▸ WHAT IS REQUIRED: Leave out the pictures, then output the lines of the records below from the first through the one containing "Target: blurred background".

Point-per-instance localization data:
Content starts

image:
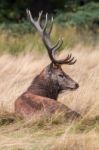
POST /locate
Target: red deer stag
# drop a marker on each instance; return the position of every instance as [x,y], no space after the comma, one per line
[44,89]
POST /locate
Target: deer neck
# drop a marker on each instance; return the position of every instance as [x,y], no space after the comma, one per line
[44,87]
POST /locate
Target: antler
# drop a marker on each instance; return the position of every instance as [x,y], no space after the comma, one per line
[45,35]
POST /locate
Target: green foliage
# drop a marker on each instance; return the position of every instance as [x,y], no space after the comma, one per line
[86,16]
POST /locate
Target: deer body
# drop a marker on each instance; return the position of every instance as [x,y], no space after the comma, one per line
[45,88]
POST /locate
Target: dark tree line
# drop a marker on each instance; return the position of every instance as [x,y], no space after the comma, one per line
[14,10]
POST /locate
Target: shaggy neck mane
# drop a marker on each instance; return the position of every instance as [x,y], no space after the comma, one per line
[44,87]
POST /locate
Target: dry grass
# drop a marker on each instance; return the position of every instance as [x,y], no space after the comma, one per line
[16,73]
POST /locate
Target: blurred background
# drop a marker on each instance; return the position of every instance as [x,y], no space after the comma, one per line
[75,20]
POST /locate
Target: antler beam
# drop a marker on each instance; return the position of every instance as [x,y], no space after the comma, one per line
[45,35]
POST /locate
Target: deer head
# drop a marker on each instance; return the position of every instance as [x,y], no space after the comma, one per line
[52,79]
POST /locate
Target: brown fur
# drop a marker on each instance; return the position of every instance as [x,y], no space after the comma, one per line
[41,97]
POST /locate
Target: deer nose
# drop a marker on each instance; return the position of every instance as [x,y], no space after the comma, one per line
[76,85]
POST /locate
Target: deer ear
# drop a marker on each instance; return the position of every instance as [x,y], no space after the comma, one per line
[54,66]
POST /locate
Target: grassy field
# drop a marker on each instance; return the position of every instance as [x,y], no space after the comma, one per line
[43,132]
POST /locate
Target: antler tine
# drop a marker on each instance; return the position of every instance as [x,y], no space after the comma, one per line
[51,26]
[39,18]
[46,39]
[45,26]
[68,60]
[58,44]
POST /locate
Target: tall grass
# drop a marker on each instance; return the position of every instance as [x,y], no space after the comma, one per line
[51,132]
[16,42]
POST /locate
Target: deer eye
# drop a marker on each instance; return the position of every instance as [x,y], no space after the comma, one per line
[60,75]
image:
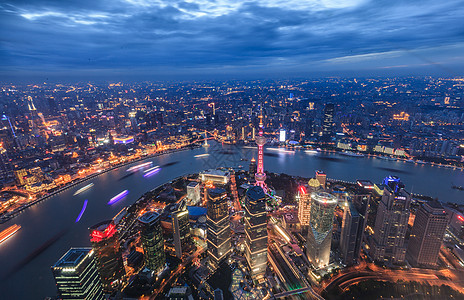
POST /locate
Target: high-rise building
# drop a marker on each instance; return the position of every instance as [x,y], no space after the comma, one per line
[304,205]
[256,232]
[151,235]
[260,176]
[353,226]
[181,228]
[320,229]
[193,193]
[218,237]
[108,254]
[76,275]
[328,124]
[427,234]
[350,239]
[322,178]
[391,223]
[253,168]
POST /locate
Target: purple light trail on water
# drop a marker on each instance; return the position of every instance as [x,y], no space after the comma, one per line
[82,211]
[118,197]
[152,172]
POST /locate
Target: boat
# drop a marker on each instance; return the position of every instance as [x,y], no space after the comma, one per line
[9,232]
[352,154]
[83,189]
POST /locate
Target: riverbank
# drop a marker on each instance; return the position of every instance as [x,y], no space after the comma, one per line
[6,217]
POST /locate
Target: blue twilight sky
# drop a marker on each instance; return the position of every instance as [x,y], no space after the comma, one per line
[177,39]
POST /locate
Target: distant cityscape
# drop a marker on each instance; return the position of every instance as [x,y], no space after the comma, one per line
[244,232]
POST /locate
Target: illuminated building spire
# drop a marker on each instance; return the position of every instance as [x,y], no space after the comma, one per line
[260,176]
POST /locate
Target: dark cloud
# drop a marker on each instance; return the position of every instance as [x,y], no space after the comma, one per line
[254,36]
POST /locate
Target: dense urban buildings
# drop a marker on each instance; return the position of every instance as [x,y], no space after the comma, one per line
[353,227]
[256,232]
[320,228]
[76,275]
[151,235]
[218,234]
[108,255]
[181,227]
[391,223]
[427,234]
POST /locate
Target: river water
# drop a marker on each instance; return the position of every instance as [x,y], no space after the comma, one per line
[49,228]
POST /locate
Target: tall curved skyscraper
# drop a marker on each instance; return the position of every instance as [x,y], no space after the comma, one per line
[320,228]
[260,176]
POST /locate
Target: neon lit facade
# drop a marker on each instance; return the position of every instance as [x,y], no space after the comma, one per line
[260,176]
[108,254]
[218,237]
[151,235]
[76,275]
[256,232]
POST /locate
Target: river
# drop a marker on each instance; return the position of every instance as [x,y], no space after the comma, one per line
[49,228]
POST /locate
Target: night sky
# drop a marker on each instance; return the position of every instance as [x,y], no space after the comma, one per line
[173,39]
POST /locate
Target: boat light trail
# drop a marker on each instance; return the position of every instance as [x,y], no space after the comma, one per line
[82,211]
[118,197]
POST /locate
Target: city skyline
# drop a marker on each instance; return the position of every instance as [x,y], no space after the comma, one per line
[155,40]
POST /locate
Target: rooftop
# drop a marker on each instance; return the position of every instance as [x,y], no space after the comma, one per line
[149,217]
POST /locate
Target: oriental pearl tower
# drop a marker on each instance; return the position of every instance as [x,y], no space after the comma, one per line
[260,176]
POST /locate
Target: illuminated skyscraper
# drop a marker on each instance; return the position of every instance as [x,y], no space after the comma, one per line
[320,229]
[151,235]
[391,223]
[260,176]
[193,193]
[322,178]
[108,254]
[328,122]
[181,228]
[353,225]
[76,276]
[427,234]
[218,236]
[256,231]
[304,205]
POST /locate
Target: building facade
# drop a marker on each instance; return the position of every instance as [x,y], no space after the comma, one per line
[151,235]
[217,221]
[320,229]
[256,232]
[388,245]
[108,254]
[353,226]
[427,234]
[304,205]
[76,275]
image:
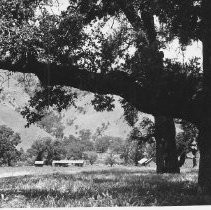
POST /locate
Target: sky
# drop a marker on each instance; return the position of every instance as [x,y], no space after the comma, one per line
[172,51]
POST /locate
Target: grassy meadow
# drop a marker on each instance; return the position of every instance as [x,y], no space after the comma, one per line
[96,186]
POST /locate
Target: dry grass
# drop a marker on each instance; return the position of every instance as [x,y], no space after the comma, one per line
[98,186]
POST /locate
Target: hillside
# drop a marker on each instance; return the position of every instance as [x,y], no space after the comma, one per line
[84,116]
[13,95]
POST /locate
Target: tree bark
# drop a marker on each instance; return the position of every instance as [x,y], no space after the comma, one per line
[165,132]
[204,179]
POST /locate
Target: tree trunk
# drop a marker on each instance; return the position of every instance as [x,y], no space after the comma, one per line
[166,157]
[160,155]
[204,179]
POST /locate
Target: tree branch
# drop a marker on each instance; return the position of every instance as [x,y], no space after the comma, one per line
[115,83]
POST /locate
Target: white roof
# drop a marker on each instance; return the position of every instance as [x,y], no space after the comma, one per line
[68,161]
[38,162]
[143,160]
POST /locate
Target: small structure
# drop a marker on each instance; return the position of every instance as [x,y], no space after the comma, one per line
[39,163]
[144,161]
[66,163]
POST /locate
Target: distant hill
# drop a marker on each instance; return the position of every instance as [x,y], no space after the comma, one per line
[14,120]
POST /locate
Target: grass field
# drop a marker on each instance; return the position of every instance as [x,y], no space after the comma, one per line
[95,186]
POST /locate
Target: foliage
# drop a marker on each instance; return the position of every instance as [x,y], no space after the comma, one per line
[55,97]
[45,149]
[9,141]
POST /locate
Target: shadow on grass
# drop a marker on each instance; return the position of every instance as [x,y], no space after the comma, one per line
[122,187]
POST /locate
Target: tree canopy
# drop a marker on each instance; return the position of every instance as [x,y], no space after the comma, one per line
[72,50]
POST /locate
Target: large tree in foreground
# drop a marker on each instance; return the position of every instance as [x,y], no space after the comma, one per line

Content ends

▸ SOLUTION FOR THIS TASK:
image:
POST /locate
Target: red deer stag
# drop a marker on each instance; return the position of every instance as [x,y], no space after the comma, one per line
[44,89]
POST /locate
Target: deer neck
# drop a marker on each instance; return the position of every instance as [x,y], no space after the comma, one per line
[44,87]
POST /locate
Target: antler
# drop a marker on each instance; return the position of every instance as [x,y], no space after the comma, one per line
[45,35]
POST /locate
Target: green foliage
# drop a marker on each instance; return the position of every instance as [x,y], no space after the comma, one per line
[86,16]
POST /locate
Target: deer body
# drop a marker on each instance; return the position of every instance as [x,y], no space after the comma, one per line
[45,88]
POST /locate
Target: dark tree line
# drop a marker on each instance; return the position of every instance as [x,y], no space after the comma, one per line
[14,10]
POST /locate
Target: shaggy neck mane
# drop a marker on each instance; return the position of every instance as [x,y], no space after the comma, one per line
[44,87]
POST /locate
Target: dry grass
# drop a marker on each instance; return the position of every instance as [x,y], no space after the comma, one per line
[16,73]
POST /locate
Target: blurred background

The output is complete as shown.